(TEXTO PARA LEER):
Al poco tiempo, el compositor, percusionista, cantante, bailarín, tocador de los alucinantes tambores batá, y ocasional, maestro Silvestre Méndez –La Habana, 31 de diciembre de 1926-Ciudad de México, 8 de enero de 1997–, me informaría: No chico, el bongó es un instrumento de percusión de origen cubano formado por dos pequeños tambores unidos, recubiertos de piel solo en un extremo y capaces de afinación. Luego de varias clases con él, comprobé que ya era tarde para alcanzar el suficiente jícamo o ritmo con alma.

Entre clases y lecciones mal asimiladas, Silvestre me contó que su amigo, el músico y cantante peruano Alberto Cortez –Callao, Perú, 25 de octubre de 1929– y su orquesta triunfaban clamorosamente en países europeos, entre otras, con la multigrabada composición de Silvestre, Yiri Yiri Bon, que de repente un joven argentino José Alberto García Gallo se apropió del nombre y apellido del intérprete de Perú y, aprovechando la fama lograda por éste, empezó a tener éxito, primero en Bélgica y después en España y el resto del mundo. Demandas y papeleo no impedirían que el cantautor se encumbrara con tan oportuno seudónimo, habida cuenta de que el hombre hace al nombre.

Sencillas e inspiradas composiciones, tan reflexivas como pegajosas, las canciones de este Alberto Cortez perdurarán gracias a una ternura inversamente proporcional a la brutalidad de los militares que han ensangrentado su país y el resto del mundo, y En un rincón del alma, Mi árbol y yo y Callejero, entre otras, nos seguirán recordando que A partir de mañana empezaré a vivir la mitad de mi vida y a morir la mitad de mi muerte.

(LISTA DE ENTRADAS):
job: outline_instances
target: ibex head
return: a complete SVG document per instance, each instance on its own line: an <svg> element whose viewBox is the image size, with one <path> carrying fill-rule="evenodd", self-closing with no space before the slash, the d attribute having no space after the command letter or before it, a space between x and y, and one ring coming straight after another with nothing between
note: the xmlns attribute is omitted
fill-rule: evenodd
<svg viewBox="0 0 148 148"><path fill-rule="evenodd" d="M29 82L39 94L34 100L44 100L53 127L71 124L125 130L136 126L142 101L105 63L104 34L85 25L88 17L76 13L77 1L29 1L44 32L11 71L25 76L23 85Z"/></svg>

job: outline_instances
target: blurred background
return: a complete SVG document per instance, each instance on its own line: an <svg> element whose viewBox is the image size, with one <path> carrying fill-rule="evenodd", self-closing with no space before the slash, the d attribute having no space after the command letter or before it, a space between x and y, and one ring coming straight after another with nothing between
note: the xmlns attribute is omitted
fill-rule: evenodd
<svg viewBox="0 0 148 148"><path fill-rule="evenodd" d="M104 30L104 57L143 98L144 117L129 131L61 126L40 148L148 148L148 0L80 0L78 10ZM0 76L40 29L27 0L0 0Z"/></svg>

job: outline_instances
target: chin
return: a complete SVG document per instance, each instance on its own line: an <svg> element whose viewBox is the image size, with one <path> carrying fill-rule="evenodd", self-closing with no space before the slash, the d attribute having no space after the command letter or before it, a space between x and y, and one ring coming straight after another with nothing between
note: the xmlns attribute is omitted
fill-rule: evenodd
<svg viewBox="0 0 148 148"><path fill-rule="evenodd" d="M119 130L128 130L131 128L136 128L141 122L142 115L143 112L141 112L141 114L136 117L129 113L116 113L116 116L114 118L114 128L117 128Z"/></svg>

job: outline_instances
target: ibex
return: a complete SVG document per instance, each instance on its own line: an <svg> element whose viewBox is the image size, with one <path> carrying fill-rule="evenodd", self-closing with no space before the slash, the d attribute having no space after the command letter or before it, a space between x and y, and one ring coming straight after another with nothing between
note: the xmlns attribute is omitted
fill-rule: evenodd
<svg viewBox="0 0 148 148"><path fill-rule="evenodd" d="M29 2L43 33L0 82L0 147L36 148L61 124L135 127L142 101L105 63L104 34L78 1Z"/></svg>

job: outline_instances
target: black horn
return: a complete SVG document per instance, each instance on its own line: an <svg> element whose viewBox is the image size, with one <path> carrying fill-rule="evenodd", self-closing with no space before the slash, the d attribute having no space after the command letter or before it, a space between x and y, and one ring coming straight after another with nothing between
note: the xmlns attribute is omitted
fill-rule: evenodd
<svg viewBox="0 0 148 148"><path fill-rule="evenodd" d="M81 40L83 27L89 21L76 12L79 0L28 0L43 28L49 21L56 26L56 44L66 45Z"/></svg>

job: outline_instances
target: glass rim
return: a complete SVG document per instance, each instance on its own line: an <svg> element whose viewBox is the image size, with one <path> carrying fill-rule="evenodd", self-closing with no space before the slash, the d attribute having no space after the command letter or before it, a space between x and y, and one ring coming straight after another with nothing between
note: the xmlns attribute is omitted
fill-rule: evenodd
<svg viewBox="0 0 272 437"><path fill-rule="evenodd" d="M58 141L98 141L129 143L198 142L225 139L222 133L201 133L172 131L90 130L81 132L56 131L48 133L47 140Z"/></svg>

(INSTRUCCIÓN A): Repite, palabra por palabra, todo lo que va desde "Al poco tiempo, el" hasta "ritmo con alma." en el texto sobre Silvestre Méndez.
(INSTRUCCIÓN B): Según el texto sobre Silvestre Méndez, ¿cómo se llamaba el joven argentino que adoptó el nombre de Alberto Cortez?
(INSTRUCCIÓN C): Resume en tres oraciones el texto sobre Silvestre Méndez.

(RESULTADO DEL EJERCICIO A):
Al poco tiempo, el compositor, percusionista, cantante, bailarín, tocador de los alucinantes tambores batá, y ocasional, maestro Silvestre Méndez –La Habana, 31 de diciembre de 1926-Ciudad de México, 8 de enero de 1997–, me informaría: No chico, el bongó es un instrumento de percusión de origen cubano formado por dos pequeños tambores unidos, recubiertos de piel solo en un extremo y capaces de afinación. Luego de varias clases con él, comprobé que ya era tarde para alcanzar el suficiente jícamo o ritmo con alma.

(RESULTADO DEL EJERCICIO B): José Alberto García Gallo.

(RESULTADO DEL EJERCICIO C): Silvestre Méndez, músico nacido en La Habana, le explicó a quien escribe qué es el bongó y le dio varias clases, tras las cuales quedó claro que ya era tarde para alcanzar el ritmo con alma. También le contó que el joven argentino José Alberto García Gallo tomó el nombre del cantante peruano Alberto Cortez y, pese a demandas y papeleo, triunfó con ese seudónimo en Bélgica, España y el resto del mundo. Las canciones de este Alberto Cortez perdurarán gracias a su ternura.